▶ Requirements
Could you transcribe the material below exactly, without leaving out a single line?

[Records of labeled points]
☆ ☆ ☆
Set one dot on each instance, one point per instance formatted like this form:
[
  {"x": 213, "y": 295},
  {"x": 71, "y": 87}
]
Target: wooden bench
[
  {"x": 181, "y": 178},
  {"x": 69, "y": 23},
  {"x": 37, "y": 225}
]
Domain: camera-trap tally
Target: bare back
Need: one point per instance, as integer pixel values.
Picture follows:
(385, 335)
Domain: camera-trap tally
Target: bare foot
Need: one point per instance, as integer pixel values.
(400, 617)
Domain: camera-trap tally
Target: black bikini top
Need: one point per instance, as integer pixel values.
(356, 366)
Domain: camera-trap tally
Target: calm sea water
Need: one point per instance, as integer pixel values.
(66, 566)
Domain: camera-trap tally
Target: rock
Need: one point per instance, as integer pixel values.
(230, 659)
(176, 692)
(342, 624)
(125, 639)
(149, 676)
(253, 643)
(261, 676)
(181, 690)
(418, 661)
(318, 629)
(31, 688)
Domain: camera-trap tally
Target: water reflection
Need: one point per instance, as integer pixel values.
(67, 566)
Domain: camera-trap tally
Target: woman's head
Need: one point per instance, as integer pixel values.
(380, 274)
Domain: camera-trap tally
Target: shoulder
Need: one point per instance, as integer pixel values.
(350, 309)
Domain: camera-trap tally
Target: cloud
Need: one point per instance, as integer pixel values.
☆ ☆ ☆
▶ Answer to the exercise
Set one dot on each instance, one point per instance formatted like this form:
[
  {"x": 213, "y": 295},
  {"x": 71, "y": 87}
]
Target: wooden bench
[
  {"x": 181, "y": 178},
  {"x": 69, "y": 23},
  {"x": 37, "y": 225}
]
Domain: camera-trap tally
Target: bare back
Need: one point per instance, as integer pixel values.
Picture follows:
(385, 335)
Domain: camera-trap tally
Target: bare foot
Need: one point per instance, as integer pixel values.
(400, 617)
Domain: camera-trap tally
Target: black bikini top
Need: one point per instance, as integer pixel values.
(356, 366)
Domain: camera-trap tally
Target: calm sea water
Need: one point per instance, as integer pixel values.
(66, 566)
Domain: camera-trap tally
Target: rock
Need: one point per instance, as integer pixel values.
(230, 659)
(176, 692)
(342, 624)
(125, 639)
(149, 676)
(253, 643)
(261, 676)
(181, 690)
(418, 661)
(318, 629)
(31, 688)
Domain: camera-trap tally
Target: water reflection
Need: one point per instance, as integer pixel values.
(67, 566)
Domain: camera-trap tally
Target: woman's head
Need: one point per instance, as integer pixel values.
(380, 274)
Domain: camera-trap tally
Target: shoulder
Need: one point per instance, as integer pixel values.
(350, 309)
Domain: camera-trap tally
Target: cloud
Need: one point per instance, as integer pixel values.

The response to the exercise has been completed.